:: Problem to work on ::
Word for word, restate the lines of the data from the first through the one containing "positive clicks: (170, 154) (166, 165)", and nothing else.

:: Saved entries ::
<<<<

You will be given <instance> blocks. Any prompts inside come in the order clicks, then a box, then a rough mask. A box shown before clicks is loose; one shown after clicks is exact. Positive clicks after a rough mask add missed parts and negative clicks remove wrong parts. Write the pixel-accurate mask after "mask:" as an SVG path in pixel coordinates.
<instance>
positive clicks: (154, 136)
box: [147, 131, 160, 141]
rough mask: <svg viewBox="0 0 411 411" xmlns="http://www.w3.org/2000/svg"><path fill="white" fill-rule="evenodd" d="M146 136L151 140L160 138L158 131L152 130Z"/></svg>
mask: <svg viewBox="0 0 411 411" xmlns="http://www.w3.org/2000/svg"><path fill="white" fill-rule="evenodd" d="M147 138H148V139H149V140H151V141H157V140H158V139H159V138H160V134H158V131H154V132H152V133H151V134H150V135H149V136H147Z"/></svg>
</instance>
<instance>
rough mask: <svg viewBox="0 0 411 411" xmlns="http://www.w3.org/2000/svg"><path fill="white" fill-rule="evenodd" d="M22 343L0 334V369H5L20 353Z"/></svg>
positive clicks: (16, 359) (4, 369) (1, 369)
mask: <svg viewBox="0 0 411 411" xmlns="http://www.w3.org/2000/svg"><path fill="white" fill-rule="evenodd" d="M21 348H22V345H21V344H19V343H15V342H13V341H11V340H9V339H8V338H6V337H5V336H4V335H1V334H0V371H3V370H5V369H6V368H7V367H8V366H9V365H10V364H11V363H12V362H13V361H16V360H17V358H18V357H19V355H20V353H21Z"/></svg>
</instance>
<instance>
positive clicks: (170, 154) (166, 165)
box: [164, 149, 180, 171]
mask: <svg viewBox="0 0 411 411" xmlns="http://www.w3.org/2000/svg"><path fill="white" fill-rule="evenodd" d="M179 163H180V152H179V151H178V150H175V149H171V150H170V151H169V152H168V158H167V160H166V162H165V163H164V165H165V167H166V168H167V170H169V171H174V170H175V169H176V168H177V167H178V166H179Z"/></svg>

>>>>

:: Output of the exercise ::
You will be given <instance> blocks. Any prompts inside come in the order clicks, then a box, then a rough mask. A box shown before clicks is loose; one shown after clicks is exact. Positive clicks after a rough mask add missed parts and negative clicks remove wrong parts. Write the pixel-accurate mask after "mask:" as an SVG path in pixel coordinates.
<instance>
positive clicks: (154, 136)
box: [147, 131, 160, 141]
rough mask: <svg viewBox="0 0 411 411" xmlns="http://www.w3.org/2000/svg"><path fill="white" fill-rule="evenodd" d="M146 136L151 140L160 138L158 131L152 130Z"/></svg>
mask: <svg viewBox="0 0 411 411" xmlns="http://www.w3.org/2000/svg"><path fill="white" fill-rule="evenodd" d="M147 138H148V139H149V140H151V141H157V140H158V139H159V138H160V134H158V131H154V132H152V133H151V134H150V135H149V136H147Z"/></svg>
</instance>
<instance>
rough mask: <svg viewBox="0 0 411 411" xmlns="http://www.w3.org/2000/svg"><path fill="white" fill-rule="evenodd" d="M22 343L0 334V369H5L20 353Z"/></svg>
positive clicks: (16, 359) (4, 369) (1, 369)
mask: <svg viewBox="0 0 411 411" xmlns="http://www.w3.org/2000/svg"><path fill="white" fill-rule="evenodd" d="M21 348H22V345H21V344H19V343H15V342H13V341H11V340H9V339H8V338H6V337H5V336H4V335H1V334H0V371H3V370H5V369H6V368H7V367H8V366H9V365H10V364H11V363H12V362H13V361H16V360H17V358H18V357H19V355H20V353H21Z"/></svg>
</instance>
<instance>
positive clicks: (170, 154) (166, 165)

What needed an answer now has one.